## Exercise requirements
Reproduce every line of the entries below, requests included, but multiply each x and y coordinate in the answers by 0.35 and round it to a whole number, with halves rounded up.

>> Start Exercise material

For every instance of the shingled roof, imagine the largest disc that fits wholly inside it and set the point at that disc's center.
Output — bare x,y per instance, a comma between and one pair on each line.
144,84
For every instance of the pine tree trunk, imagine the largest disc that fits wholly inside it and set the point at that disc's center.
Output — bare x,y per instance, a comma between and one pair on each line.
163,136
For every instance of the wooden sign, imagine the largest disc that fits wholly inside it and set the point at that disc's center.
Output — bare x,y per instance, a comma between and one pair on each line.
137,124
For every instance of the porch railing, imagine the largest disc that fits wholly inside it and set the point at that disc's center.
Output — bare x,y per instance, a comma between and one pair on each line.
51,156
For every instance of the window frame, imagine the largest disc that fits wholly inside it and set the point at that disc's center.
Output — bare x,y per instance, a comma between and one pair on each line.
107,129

>> End Exercise material

## Task output
For every instance of the shingled roof, imagine the largest disc that fits wholly inside it and set the point at that disc's center.
Output — bare x,y per instance, a comma between and one pair on each line.
50,29
For every instance of the pine tree trunk, imagine the largest disc that fits wholly inside it and set the point at that disc's center.
Output — bare x,y per instance, a comma between and one pair on each line.
57,48
For every instance of the wooden sign, imagine the largest disc that fits wholly inside it and set the point at that disc's center.
Output — bare x,y per instance, a comma between and one pair on each line.
48,43
For every instance of the porch railing, imagine the largest disc that fits wholly inside it and set the point at that disc's center.
Output — bare x,y per instance, a comma between and one pair on each line.
18,55
For every instance of the window frame, imagine the largest disc that fits wholly inside it and set the point at that disc's center.
Output — bare x,y per instance, a comma between and one pair on each line.
37,45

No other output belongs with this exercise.